TASKS TO PERFORM:
**a.** Quote the passage of the forum thread on MLB.tv and MLB Extra Innings between "## bixler (Oct" and "one of these.", inclusive.
**b.** Continue the forum thread on MLB.tv and MLB Extra Innings from the point at which it stops.

Agreed with the following caveat, the word *slightly* should be replaced by *markedly*(IMO).


----------



## DodgerKing (Apr 28, 2008)

davidatl14 said:


> Agreed with the following caveat, the word *slightly* should be replaced by *markedly*(IMO).


That depends on the size of ones TV. I have a 42 inch so the PQ differences are not as pronounced as one using a larger TV


----------



## bixler (Oct 14, 2008)

Any other deals floating around from Direct TV to lower the price of this?


----------



## jays1fan (Feb 2, 2011)

Newbie here to the site and I am facing this MLB.tv vs MLB Ei choice for the 1st time myself. So all of your imputs have been helpful. only major question I have is , does the MLB Ei get ALL the games for Each team like the MLB.tv does?
I am a Jays fan and had a Canadian Satelitte Dish for years but had to give it up and the end of last years season. So now its either one of these.
Thanks
PS - I dont have a ps3 only a computer , but that ps3 you tube video was pretty cool.


----------



## DodgerKing (Apr 28, 2008)

"bixler" said:


> Any other deals floating around from Direct TV to lower the price of this?

(Lines excerpted from a collection)
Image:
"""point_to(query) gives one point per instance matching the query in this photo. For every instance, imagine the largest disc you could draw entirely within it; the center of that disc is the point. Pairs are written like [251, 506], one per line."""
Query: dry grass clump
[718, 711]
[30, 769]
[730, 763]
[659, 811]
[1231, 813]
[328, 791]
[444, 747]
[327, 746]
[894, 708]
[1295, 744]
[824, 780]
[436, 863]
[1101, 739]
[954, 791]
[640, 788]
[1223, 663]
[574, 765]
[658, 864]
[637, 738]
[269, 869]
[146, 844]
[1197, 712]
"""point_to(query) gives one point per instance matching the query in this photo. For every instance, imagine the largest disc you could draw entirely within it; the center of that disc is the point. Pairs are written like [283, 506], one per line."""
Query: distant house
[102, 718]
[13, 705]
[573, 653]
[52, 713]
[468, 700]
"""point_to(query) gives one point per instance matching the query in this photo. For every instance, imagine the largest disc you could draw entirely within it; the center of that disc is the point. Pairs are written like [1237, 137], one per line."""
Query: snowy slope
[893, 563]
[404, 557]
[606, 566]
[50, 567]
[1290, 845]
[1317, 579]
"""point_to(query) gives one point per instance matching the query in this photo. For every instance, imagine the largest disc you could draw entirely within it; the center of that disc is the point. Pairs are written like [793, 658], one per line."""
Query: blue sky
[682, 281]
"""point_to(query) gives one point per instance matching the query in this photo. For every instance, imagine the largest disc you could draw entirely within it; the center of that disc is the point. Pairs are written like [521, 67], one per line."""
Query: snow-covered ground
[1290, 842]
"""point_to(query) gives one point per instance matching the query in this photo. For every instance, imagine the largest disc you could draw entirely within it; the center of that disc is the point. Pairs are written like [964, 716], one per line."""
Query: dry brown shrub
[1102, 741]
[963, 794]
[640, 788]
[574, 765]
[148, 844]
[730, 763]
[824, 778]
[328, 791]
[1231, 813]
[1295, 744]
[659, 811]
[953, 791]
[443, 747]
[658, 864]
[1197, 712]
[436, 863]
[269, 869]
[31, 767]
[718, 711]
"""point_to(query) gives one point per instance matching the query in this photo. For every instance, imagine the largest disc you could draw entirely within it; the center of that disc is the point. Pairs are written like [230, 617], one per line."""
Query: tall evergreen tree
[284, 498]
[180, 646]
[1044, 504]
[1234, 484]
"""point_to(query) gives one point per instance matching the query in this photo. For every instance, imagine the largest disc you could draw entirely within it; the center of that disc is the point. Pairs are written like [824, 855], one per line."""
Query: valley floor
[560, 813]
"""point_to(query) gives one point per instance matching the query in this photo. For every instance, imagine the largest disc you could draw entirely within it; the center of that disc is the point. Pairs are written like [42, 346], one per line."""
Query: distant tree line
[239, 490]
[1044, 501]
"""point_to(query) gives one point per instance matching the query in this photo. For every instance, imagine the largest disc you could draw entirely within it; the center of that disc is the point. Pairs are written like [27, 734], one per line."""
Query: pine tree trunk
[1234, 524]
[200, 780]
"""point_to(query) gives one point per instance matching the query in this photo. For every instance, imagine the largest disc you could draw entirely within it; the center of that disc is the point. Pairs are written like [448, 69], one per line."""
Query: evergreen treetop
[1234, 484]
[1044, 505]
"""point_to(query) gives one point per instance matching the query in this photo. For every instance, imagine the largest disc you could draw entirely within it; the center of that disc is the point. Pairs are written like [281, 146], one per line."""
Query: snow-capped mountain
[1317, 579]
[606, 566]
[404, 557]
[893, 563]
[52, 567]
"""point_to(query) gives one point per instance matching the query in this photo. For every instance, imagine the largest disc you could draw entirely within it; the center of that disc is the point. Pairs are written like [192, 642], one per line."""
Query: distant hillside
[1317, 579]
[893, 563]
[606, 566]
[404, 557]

RESPONSE LIST:
**a.**
## bixler (Oct 14, 2008)

Any other deals floating around from Direct TV to lower the price of this?


----------



## jays1fan (Feb 2, 2011)

Newbie here to the site and I am facing this MLB.tv vs MLB Ei choice for the 1st time myself. So all of your imputs have been helpful. only major question I have is , does the MLB Ei get ALL the games for Each team like the MLB.tv does?
I am a Jays fan and had a Canadian Satelitte Dish for years but had to give it up and the end of last years season. So now its either one of these.

**b.**
I was offered $140 for the season to keep my subscription


----------



## DodgerKing (Apr 28, 2008)

"jays1fan" said:


> Newbie here to the site and I am facing this MLB.tv vs MLB Ei choice for the 1st time myself. So all of your imputs have been helpful. only major question I have is , does the MLB Ei get ALL the games for Each team like the MLB.tv does?
> I am a Jays fan and had a Canadian Satelitte Dish for years but had to give it up and the end of last years season. So now its either one of these.
> Thanks
> PS - I dont have a ps3 only a computer , but that ps3 you tube video was pretty cool.


EI on Direct is by far the best of any cable or satellite provider. Most games are carried in HD, including both feeds.


----------



## jays1fan (Feb 2, 2011)

DodgerKing said:


> EI on Direct is by far the best of any cable or satellite provider. Most games are carried in HD, including both feeds.


I dot have HD so that doesnt bother me. I am more interested in the Number of Jays Games and if the MLB.tv on a computer is like watching it on tv.


----------



## DodgerKing (Apr 28, 2008)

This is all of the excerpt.